*READING PASSAGE*:
⟨

List all Binance symbols
List Binance symbols ending with "USDT"
List all TradingView symbols
List TradingView symbols traded on NASDAQ
List TradingView symbols starting with "BTC"
List TradingView symbols traded in Poland
List TradingView symbols traded in USD currency
List TradingView symbols that have a market capitalization of 1 trillion or higher
List all files under the current directory
List CSV files under the current directory
List CSV files under the current directory and all subdirectories
List all keys in an HDF file "data.h5"
List all keys in all HDF files under the current directory
List all schemas in a SQL database
List all tables in a SQL database

Pulling¶

Each data class has the method fetch_symbol() for fetching a single symbol and returning raw data, usually in a form of a DataFrame. To return a data instance, the method pull() should be used, which takes one or multiple symbols, calls fetch_symbol() on each one, and aligns all DataFrames. For testing, use YFData, which is easy to use but poor in terms of quality. For production, use more reliable data sources, such as CCXTData for crypto and AlpacaData for stocks. For technical analysis based on the most recent data, use TVData (TradingView).

Hint

To see what arguments a data class like YFData accepts, use vbt.phelp(vbt.YFData.fetch_symbol).

How to fetch data

data = vbt.YFData.pull("AAPL")  # (1)!
data = vbt.YFData.pull(["AAPL", "MSFT"])  # (2)!
data = vbt.YFData.pull("AAPL", start="2020")  # (3)!
data = vbt.YFData.pull("AAPL", start="2020", end="2021")  # (4)!
data = vbt.YFData.pull("AAPL", start="1 month ago")  # (5)!
data = vbt.YFData.pull("AAPL", start="1 month ago", timeframe="hourly")  # (6)!
data = vbt.YFData.pull("AAPL", tz="UTC")  # (7)!
data = vbt.YFData.pull(symbols, execute_kwargs=dict(engine="threadpool"))  # (8)!

data = vbt.YFData.pull("AAPL", auto_adjust=False)  # (9)!
data = vbt.BinanceData.pull("BTCUSDT", klines_type="futures")  # (10)!
data = vbt.CCXTData.pull("BTCUSDT", exchange="binanceusdm")  # (11)!
data = vbt.BinanceData.pull("BTCUSDT", tld="us")  # (12)!
data = vbt.TVData.pull("CRYPTOCAP:TOTAL")  # (13)!

Pull all data of one symbol. Note that some data classes will return only a subset of data by default.
Pull all data of multiple symbols. They will be fetched in a sequential manner (one after another).
Pull data starting from 2020-01-01 (inclusive). Dates can be provided as strings, datetime objects, and pd.Timestamp objects. Dates are given the same timezone as the ticker unless the timezone is specified.

⟩

[Dataset entries]
⟨

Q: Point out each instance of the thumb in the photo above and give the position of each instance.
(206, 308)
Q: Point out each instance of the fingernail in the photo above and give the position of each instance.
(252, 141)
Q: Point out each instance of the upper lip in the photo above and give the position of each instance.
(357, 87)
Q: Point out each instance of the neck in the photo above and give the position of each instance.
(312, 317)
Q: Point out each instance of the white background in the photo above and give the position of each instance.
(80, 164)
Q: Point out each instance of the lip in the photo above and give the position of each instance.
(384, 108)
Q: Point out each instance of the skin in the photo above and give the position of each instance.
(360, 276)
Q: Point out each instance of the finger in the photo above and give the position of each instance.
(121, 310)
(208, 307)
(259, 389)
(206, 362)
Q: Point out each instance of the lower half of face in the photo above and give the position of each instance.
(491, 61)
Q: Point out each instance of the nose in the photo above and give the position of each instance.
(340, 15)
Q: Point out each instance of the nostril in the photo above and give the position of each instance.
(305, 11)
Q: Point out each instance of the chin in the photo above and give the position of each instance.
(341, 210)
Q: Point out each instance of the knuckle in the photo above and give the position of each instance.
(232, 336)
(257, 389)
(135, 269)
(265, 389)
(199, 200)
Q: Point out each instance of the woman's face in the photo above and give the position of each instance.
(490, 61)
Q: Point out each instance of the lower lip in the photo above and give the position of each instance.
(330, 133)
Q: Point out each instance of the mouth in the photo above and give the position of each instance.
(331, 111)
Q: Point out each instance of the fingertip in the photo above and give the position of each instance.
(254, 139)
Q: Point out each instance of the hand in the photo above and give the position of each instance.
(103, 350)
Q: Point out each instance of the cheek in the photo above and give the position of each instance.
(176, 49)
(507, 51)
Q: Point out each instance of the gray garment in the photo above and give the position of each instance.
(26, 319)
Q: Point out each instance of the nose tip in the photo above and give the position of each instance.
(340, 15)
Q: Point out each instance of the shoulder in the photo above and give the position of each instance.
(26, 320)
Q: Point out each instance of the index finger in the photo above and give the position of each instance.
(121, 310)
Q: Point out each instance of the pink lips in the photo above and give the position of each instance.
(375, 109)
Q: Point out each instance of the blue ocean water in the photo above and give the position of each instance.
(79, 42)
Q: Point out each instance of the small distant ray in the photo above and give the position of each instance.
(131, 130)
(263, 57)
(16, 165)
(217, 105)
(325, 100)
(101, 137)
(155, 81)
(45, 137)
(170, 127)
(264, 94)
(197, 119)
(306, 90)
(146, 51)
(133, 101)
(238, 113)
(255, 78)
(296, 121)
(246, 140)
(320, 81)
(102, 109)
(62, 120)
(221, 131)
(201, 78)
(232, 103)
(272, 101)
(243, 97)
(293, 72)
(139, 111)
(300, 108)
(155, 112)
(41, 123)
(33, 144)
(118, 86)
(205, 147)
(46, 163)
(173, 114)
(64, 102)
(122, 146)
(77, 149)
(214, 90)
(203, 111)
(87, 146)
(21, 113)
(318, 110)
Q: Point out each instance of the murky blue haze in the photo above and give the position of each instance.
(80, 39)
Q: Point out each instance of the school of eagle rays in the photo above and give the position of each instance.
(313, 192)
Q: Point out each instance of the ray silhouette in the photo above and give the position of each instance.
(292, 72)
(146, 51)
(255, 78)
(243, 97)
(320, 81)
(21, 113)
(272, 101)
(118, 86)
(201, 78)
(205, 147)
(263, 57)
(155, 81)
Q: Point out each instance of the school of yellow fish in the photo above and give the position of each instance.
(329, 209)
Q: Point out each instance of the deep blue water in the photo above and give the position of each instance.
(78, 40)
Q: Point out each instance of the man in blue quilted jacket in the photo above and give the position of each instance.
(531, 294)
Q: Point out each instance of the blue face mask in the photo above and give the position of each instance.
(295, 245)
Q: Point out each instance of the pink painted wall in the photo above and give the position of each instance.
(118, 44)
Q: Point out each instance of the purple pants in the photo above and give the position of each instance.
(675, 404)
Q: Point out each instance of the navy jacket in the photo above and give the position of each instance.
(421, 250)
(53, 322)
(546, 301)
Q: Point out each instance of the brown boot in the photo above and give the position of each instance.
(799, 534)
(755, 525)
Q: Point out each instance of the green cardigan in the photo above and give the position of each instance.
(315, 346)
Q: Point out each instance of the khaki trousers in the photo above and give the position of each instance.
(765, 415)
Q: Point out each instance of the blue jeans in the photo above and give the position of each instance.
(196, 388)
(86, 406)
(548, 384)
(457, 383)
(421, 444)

⟩

*INSTRUCTIONS*:
**1.** In the passage on pulling data, which method returns a data instance?
**2.** Resume the passage on pulling data from its final sentence.
The entries have no role in what is asked here.

*OUTPUTS*:
**1.** The pull() method.

**2.**
Pull data between 2020-01-01 (inclusive) and 2021-01-01 (exclusive)
Pull data starting 1 month ago. Both start and end arguments support human-readable strings.
Pull hourly data starting 1 month ago. Timeframes support human-readable strings.
Pull all data and convert it to the UTC timezone. Use this when multiple tickers have different timezones.
Pull multiple symbols in parallel. Note that many data providers have strict API rate limits that might lead to a ban if they are exceeded often.
Turn off auto-adjustment
Pull BTC/USDT futures data from Binance
Same as above but by using CCXT
Pass tld if you are using an exchange from the US, Japan or other TLD
Pull Crypto Total Market Cap

+

To provide different keyword arguments for different symbols, either pass an argument as symbol_dict or pass a dictionary with keyword arguments keyed by symbol as the first argument.

How to provide keyword arguments by symbol

data = vbt.TVData.pull(
    ["SPX", "NDX", "VIX"],
    exchange=vbt.symbol_dict({"SPX": "SP", "NDX": "NASDAQ", "VIX": "CBOE"})
)
data = vbt.TVData.pull({  # (1)!
    "SPX": dict(exchange="SP"),
    "NDX": dict(exchange="NASDAQ"),
    "VIX": dict(exchange="CBOE")
})
data = vbt.TVData.pull(["SP:SPX", "NASDAQ:NDX", "CBOE:VIX"])  # (2)!

Same as above
Same as above but now symbols will be prefixed by their exchange

+

If your data provider of choice takes credentials and you want to fetch multiple symbols, the client will be created for each symbol leading to multiple authentications and a slower execution. To avoid that, create the client in advance and then pass to the fetch() method.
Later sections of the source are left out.